#### Instruction
Reproduce the entries below word for word, starting at their first line and ending with the line containing "[[273,260],[273,126],[140,102],[140,270]]". Include both of those lines and nothing after the second one.

#### Exercise data
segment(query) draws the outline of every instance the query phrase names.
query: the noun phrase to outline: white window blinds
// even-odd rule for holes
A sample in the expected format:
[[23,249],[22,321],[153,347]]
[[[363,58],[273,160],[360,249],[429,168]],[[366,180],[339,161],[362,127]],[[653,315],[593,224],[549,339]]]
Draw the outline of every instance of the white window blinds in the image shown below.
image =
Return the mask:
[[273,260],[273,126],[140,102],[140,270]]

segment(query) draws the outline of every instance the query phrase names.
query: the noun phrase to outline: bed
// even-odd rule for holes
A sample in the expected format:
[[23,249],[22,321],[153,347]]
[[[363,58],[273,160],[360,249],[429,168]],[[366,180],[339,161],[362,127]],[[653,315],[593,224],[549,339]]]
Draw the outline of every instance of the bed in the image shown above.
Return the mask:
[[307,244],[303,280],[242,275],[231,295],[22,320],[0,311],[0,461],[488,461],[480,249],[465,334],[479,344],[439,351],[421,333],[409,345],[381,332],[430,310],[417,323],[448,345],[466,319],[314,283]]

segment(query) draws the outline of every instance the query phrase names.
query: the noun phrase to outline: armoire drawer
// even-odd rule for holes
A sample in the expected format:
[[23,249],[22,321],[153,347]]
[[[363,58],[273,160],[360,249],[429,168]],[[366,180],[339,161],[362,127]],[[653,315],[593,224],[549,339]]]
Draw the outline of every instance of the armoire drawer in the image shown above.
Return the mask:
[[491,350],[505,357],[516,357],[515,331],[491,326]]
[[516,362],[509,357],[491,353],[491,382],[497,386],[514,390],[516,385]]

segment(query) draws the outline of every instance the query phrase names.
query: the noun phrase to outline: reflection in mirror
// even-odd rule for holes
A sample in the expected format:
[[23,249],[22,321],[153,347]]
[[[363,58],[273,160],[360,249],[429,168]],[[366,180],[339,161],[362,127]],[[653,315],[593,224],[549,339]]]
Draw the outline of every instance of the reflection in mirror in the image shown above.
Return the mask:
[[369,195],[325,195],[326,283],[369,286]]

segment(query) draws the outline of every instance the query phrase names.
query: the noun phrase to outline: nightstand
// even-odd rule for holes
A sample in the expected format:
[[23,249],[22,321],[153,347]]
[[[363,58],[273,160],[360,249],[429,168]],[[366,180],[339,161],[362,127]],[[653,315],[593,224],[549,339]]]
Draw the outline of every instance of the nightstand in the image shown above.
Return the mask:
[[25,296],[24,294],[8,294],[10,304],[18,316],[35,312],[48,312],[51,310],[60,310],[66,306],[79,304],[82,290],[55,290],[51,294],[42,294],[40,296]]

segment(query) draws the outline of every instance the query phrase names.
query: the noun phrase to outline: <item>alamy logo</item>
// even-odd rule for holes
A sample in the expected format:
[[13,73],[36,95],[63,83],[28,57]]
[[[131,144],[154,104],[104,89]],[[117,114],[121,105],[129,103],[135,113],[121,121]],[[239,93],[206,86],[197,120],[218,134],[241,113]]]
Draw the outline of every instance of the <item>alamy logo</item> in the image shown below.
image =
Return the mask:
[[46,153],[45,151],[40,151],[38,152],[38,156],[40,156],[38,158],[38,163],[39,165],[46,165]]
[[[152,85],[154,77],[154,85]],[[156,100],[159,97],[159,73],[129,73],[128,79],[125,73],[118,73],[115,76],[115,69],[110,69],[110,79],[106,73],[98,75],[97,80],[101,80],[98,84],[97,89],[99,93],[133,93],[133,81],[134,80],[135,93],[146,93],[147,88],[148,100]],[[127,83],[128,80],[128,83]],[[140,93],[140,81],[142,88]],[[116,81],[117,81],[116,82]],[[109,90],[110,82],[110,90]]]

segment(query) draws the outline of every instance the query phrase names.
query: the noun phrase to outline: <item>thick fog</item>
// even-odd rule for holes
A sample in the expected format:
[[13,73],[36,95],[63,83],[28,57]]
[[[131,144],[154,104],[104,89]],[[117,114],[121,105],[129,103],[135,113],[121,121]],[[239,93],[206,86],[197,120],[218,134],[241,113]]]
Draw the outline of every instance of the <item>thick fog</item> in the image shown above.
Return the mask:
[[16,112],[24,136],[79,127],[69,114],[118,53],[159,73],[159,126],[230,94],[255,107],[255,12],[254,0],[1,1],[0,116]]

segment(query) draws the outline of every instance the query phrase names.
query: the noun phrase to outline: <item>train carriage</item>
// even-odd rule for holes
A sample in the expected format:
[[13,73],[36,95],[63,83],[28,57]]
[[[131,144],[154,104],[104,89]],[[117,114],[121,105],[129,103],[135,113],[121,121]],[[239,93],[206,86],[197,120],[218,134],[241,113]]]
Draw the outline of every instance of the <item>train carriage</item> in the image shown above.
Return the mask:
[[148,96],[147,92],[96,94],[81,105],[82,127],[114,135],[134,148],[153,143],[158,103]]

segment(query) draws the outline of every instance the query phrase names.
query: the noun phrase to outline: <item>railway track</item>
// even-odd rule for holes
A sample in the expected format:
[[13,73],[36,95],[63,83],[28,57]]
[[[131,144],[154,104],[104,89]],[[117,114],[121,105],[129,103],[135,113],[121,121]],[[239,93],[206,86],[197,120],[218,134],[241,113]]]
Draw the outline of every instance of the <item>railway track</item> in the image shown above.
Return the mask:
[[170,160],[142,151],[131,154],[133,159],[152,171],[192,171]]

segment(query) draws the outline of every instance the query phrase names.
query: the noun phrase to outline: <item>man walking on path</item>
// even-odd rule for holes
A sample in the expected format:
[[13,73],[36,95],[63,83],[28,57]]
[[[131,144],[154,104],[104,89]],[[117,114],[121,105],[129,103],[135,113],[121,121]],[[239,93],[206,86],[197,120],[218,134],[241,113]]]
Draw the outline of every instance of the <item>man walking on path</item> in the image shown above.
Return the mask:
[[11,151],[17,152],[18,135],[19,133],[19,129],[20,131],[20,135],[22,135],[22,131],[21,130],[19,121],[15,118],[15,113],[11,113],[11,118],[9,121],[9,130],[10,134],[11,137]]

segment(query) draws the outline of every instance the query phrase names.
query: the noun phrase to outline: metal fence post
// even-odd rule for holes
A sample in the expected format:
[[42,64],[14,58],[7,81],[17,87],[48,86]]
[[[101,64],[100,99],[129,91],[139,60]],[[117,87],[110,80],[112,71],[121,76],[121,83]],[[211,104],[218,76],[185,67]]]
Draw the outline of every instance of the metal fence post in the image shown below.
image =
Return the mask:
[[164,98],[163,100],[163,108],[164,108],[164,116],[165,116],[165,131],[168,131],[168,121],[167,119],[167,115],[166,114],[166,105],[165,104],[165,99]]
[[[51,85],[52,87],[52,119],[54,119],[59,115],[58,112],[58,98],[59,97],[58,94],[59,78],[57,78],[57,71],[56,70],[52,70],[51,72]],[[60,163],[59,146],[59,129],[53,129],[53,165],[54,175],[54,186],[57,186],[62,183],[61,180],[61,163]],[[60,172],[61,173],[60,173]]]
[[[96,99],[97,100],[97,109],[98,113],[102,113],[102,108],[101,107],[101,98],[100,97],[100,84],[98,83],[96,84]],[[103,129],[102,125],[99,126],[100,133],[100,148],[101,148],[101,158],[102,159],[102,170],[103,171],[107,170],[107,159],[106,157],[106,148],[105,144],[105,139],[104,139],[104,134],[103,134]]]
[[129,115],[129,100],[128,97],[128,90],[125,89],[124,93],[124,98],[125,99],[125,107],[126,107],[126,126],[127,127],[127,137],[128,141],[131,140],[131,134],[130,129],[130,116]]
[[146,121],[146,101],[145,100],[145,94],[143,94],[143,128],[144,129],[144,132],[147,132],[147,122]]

#### Solution
segment(query) draws the outline of every instance the query phrase names.
query: the noun phrase to outline: white window blinds
// even-odd rule for holes
A sample in the expected format:
[[23,249],[22,321],[153,347]]
[[[363,58],[273,160],[360,249],[429,168]],[[366,180],[339,161],[362,127]],[[653,315],[593,224],[549,339]]]
Draw the outline of every instance of the white window blinds in the image shown below.
image =
Return the mask:
[[273,260],[273,126],[140,102],[140,270]]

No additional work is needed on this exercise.